Exercise description - Leave the pictures out and print, word for word, the lines below from the one with "Query: grazing pasture" through the final line.
========================================================================
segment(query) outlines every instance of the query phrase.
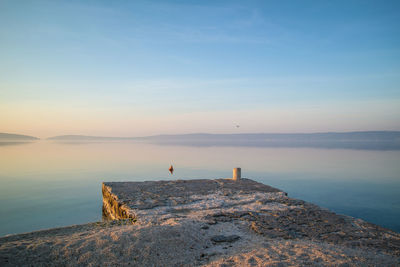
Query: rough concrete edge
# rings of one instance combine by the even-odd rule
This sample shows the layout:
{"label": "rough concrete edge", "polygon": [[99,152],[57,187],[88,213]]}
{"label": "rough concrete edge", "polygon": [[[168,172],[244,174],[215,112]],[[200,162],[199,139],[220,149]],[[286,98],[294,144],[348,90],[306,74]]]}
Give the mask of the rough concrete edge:
{"label": "rough concrete edge", "polygon": [[112,220],[132,219],[136,220],[135,214],[118,200],[118,197],[112,193],[111,187],[102,183],[103,193],[103,214]]}
{"label": "rough concrete edge", "polygon": [[[90,223],[84,223],[84,224],[74,224],[74,225],[68,225],[68,226],[61,226],[61,227],[55,227],[55,228],[48,228],[48,229],[41,229],[41,230],[36,230],[32,232],[26,232],[26,233],[17,233],[17,234],[9,234],[5,236],[0,236],[0,242],[7,241],[7,240],[12,240],[12,239],[21,239],[21,238],[30,238],[34,237],[37,234],[42,234],[42,235],[57,235],[60,231],[79,231],[79,230],[85,230],[89,229],[94,226],[106,226],[106,223],[101,223],[101,222],[90,222]],[[109,224],[112,225],[112,224]],[[63,235],[67,235],[68,233],[64,233]]]}

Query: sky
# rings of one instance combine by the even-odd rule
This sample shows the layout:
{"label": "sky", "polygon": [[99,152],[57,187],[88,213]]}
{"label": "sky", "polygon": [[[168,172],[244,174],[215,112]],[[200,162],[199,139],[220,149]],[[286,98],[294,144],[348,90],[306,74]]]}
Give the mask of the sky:
{"label": "sky", "polygon": [[0,132],[400,130],[399,12],[368,0],[0,0]]}

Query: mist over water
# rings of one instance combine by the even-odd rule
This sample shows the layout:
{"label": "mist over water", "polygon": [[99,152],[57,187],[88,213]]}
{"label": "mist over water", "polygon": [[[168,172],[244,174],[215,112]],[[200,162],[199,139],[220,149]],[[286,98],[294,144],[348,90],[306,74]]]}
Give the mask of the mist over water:
{"label": "mist over water", "polygon": [[[168,172],[174,165],[174,175]],[[0,235],[101,220],[101,182],[242,176],[400,231],[400,151],[155,145],[0,146]]]}

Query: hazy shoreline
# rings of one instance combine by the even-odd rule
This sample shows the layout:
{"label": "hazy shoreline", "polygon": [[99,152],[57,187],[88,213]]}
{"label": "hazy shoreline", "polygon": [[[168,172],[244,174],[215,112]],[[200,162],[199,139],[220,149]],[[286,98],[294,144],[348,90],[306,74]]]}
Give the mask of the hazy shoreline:
{"label": "hazy shoreline", "polygon": [[366,150],[399,150],[400,132],[327,132],[327,133],[248,133],[248,134],[179,134],[145,137],[102,137],[63,135],[47,140],[60,143],[144,142],[178,146],[248,146],[248,147],[310,147]]}
{"label": "hazy shoreline", "polygon": [[[40,140],[37,137],[0,133],[2,145]],[[176,134],[143,137],[60,135],[44,139],[58,143],[142,142],[178,146],[311,147],[367,150],[399,150],[399,131],[360,131],[326,133],[238,133]]]}

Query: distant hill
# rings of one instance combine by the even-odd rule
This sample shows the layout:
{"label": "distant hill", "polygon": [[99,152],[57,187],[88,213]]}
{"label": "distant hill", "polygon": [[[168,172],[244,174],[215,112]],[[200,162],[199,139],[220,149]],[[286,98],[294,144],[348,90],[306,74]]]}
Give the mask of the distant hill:
{"label": "distant hill", "polygon": [[399,150],[399,131],[328,132],[328,133],[247,133],[247,134],[180,134],[145,137],[100,137],[63,135],[49,138],[62,142],[137,141],[160,145],[183,146],[254,146],[315,147]]}
{"label": "distant hill", "polygon": [[55,141],[113,141],[113,140],[134,140],[136,137],[107,137],[88,135],[59,135],[47,138]]}
{"label": "distant hill", "polygon": [[0,133],[0,141],[33,141],[39,138],[22,134]]}

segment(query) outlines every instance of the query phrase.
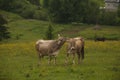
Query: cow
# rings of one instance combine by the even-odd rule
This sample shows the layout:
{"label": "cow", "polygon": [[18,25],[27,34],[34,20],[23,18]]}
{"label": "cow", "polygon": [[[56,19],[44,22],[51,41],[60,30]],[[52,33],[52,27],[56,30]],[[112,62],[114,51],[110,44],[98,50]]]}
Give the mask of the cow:
{"label": "cow", "polygon": [[96,41],[102,41],[102,42],[104,42],[106,39],[105,39],[105,37],[96,37],[95,38],[95,42]]}
{"label": "cow", "polygon": [[66,63],[68,63],[69,55],[73,55],[73,64],[75,64],[75,55],[78,55],[78,64],[80,64],[80,58],[84,59],[84,39],[82,37],[70,38],[67,40],[67,57]]}
{"label": "cow", "polygon": [[56,64],[56,56],[65,41],[66,38],[61,36],[56,40],[38,40],[35,44],[35,48],[38,52],[39,64],[44,56],[49,56],[48,64],[50,64],[52,57],[54,58],[54,64]]}

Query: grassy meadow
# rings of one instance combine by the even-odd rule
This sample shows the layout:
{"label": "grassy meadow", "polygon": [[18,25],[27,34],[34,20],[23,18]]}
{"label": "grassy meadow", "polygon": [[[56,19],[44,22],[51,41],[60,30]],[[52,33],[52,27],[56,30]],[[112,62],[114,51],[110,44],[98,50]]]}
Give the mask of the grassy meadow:
{"label": "grassy meadow", "polygon": [[[35,42],[44,38],[47,21],[26,20],[18,15],[1,11],[8,19],[11,38],[0,42],[0,80],[120,80],[120,27],[88,24],[52,24],[55,38],[85,38],[85,59],[80,65],[65,65],[66,45],[57,56],[57,64],[48,65],[48,57],[38,66]],[[95,42],[94,36],[109,40]],[[115,40],[114,40],[115,39]]]}
{"label": "grassy meadow", "polygon": [[[49,22],[47,21],[25,19],[12,21],[8,23],[9,31],[11,32],[11,39],[8,42],[31,42],[44,38],[48,26]],[[95,35],[105,37],[108,40],[120,40],[119,26],[100,25],[100,30],[94,30],[95,25],[52,23],[52,27],[55,38],[60,33],[65,37],[83,36],[85,39],[90,40],[93,40]]]}
{"label": "grassy meadow", "polygon": [[57,64],[48,65],[48,57],[40,66],[35,42],[0,45],[0,80],[119,80],[120,41],[85,42],[85,59],[80,65],[65,65],[65,45],[57,56]]}

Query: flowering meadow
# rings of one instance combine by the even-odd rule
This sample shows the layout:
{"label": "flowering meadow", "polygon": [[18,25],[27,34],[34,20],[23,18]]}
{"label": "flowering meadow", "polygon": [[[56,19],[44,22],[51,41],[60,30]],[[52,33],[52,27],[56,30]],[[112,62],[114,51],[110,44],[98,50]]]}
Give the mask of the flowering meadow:
{"label": "flowering meadow", "polygon": [[35,42],[0,44],[0,80],[119,80],[120,41],[85,41],[85,59],[65,65],[66,45],[57,56],[57,64],[48,57],[38,66]]}

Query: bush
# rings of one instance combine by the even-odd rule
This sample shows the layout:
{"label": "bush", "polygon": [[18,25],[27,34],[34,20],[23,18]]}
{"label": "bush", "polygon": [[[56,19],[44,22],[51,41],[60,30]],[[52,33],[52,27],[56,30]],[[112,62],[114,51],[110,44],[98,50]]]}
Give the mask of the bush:
{"label": "bush", "polygon": [[117,12],[101,12],[100,24],[106,24],[106,25],[120,25],[120,18],[117,15]]}
{"label": "bush", "polygon": [[8,27],[4,25],[6,23],[6,19],[2,15],[0,15],[0,41],[10,38],[10,32],[8,32]]}
{"label": "bush", "polygon": [[33,18],[33,14],[37,7],[35,5],[30,4],[25,0],[17,0],[12,3],[12,12],[20,14],[24,18]]}
{"label": "bush", "polygon": [[0,41],[3,39],[10,38],[10,32],[8,32],[7,27],[4,25],[0,26]]}
{"label": "bush", "polygon": [[33,18],[39,19],[39,20],[48,20],[48,15],[43,10],[36,10],[34,15],[33,15]]}
{"label": "bush", "polygon": [[0,9],[18,13],[25,18],[33,18],[33,14],[37,10],[37,6],[27,0],[2,0],[0,2]]}
{"label": "bush", "polygon": [[33,15],[35,13],[35,6],[32,5],[27,5],[25,9],[23,9],[23,11],[21,12],[21,16],[25,17],[25,18],[33,18]]}
{"label": "bush", "polygon": [[49,40],[54,38],[53,27],[51,25],[48,26],[47,31],[45,33],[45,37],[46,39],[49,39]]}

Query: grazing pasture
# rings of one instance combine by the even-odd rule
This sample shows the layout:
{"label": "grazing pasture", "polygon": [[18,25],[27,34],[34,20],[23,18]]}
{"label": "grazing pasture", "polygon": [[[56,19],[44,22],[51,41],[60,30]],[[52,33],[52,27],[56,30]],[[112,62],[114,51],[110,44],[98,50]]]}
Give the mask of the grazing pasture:
{"label": "grazing pasture", "polygon": [[65,44],[56,65],[45,57],[38,66],[35,42],[0,44],[0,80],[119,80],[119,47],[120,41],[86,40],[83,62],[65,65]]}
{"label": "grazing pasture", "polygon": [[[120,27],[95,25],[52,24],[54,34],[65,37],[85,38],[83,62],[65,65],[66,44],[57,56],[57,64],[48,65],[44,57],[38,66],[35,42],[44,37],[47,21],[25,20],[18,15],[6,13],[11,39],[0,42],[0,80],[119,80],[120,79]],[[95,42],[94,37],[105,37],[105,42]],[[117,41],[115,41],[117,40]],[[72,57],[72,56],[71,56]],[[75,56],[77,62],[77,56]]]}

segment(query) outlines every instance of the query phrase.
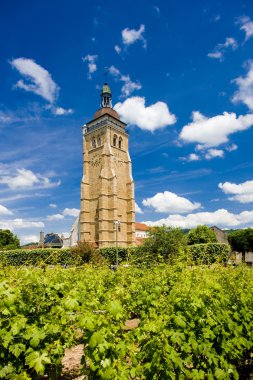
========================================================================
Written reply -
Query: grazing pasture
# rings of one instance combine by the even-odd rule
This sample shows the layout:
{"label": "grazing pasture", "polygon": [[18,25],[27,34],[34,20],[23,18]]}
{"label": "grazing pasture", "polygon": [[[56,19],[44,22],[51,41],[60,30]],[[52,33],[52,27],[56,30]],[[112,62],[114,51],[110,44],[98,50]]]}
Give the mask of the grazing pasture:
{"label": "grazing pasture", "polygon": [[65,44],[56,65],[45,57],[38,66],[35,42],[0,44],[0,80],[119,80],[119,47],[120,41],[86,40],[83,62],[65,65]]}
{"label": "grazing pasture", "polygon": [[[120,27],[95,25],[52,24],[54,34],[65,37],[85,38],[83,62],[65,65],[66,44],[57,56],[57,64],[48,65],[44,57],[38,66],[35,42],[44,37],[47,21],[25,20],[18,15],[6,13],[11,39],[0,42],[0,80],[119,80],[120,79]],[[95,42],[94,37],[105,37],[105,42]],[[117,41],[115,41],[117,40]],[[72,57],[72,56],[71,56]],[[75,56],[77,62],[77,56]]]}

segment(query) outlines every instance of the query phrase.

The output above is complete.